§ **Exercise**:
The required output is a verbatim transcription of the listing, pictures excluded.

== Entries shown ==

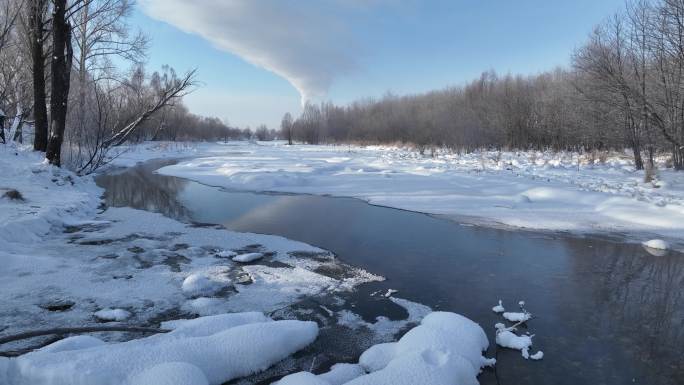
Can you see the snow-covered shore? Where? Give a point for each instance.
(533, 190)
(68, 264)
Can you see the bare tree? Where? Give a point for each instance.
(286, 127)
(62, 56)
(37, 10)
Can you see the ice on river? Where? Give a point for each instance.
(446, 348)
(539, 190)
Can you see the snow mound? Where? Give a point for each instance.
(249, 257)
(199, 284)
(657, 244)
(446, 348)
(221, 348)
(517, 317)
(109, 315)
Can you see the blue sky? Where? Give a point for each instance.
(258, 59)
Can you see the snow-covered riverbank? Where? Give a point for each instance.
(533, 190)
(68, 264)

===

§ **Response to this task**:
Can you see the snow-covered shore? Where? Give a point for each instance.
(533, 190)
(68, 264)
Can you see the bare tree? Where? Give a point for each instance.
(286, 127)
(62, 56)
(37, 10)
Can you see the ice on river? Where? Give a point for each instance.
(446, 348)
(539, 190)
Can you see the snow mound? Where? Give a point for each instance.
(249, 257)
(199, 284)
(657, 244)
(446, 348)
(221, 348)
(517, 317)
(109, 315)
Can you see the blue sky? Where? Give a point for each instance.
(258, 59)
Can you see the snow-covered riverbank? Where? Give a point for each instance.
(533, 190)
(68, 264)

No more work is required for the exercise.